Edit the lines below, replacing every "detector" with "system" and leaving everything else unchanged.

--- Dataset rows ---

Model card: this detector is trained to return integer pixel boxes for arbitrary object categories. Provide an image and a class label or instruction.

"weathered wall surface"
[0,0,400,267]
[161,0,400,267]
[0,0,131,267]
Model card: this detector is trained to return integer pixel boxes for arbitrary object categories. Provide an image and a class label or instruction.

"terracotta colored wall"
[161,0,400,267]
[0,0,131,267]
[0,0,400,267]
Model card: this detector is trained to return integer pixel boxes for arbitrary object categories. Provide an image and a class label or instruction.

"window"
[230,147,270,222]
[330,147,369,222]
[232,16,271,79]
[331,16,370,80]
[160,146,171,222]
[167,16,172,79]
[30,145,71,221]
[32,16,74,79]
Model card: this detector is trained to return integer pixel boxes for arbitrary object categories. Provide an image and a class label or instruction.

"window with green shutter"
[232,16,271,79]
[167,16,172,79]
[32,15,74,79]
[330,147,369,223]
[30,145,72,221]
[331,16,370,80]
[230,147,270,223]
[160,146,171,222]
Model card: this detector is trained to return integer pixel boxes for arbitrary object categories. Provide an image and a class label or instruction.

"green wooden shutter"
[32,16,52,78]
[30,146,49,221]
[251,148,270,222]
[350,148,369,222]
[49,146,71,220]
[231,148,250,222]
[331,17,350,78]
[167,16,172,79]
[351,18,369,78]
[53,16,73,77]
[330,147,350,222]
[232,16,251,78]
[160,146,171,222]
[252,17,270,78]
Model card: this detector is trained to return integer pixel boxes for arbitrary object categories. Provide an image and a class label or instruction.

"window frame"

---

▶ [Output of the task]:
Model card: this system is trained to return integer pixel boxes for arbitrary object categories. Provide an image and a class label or instruction.

"weathered wall surface"
[0,0,400,267]
[161,0,400,267]
[0,0,131,267]
Model card: this system is trained to return integer pixel boxes for arbitrary object categories. Provide an image and a class label or instruction.

"terracotta colored wall"
[161,0,400,267]
[0,0,131,267]
[0,0,400,267]
Model card: this system is trained to return integer pixel boxes for arbitrary object categories. Provide an image and a class label or instruction.

"window"
[230,147,270,222]
[330,147,369,222]
[232,16,271,79]
[331,16,370,80]
[160,146,171,222]
[167,16,172,79]
[30,145,71,221]
[32,16,74,79]
Model card: this system is trained to return integer pixel boxes for arbitrary object categories. Provide an image and a class label or instruction.

"window with green shutter"
[232,16,271,79]
[167,16,172,79]
[32,15,74,79]
[330,147,369,223]
[30,145,72,221]
[331,16,370,80]
[230,147,270,223]
[160,146,171,222]
Model card: this system is trained to return integer pixel boxes for arbitrary object categories. Provide an image and a class label or instruction.

"green wooden shutter"
[32,16,52,78]
[30,146,49,221]
[251,148,270,222]
[350,148,369,222]
[49,146,71,220]
[231,148,250,222]
[331,17,350,78]
[167,16,172,79]
[351,18,369,78]
[53,16,73,77]
[330,147,350,222]
[232,16,251,78]
[160,146,171,222]
[252,17,270,78]
Model card: this system is trained to return integer pixel boxes for arbitrary object categories. Provide an image and a class label or instruction.

"window frame"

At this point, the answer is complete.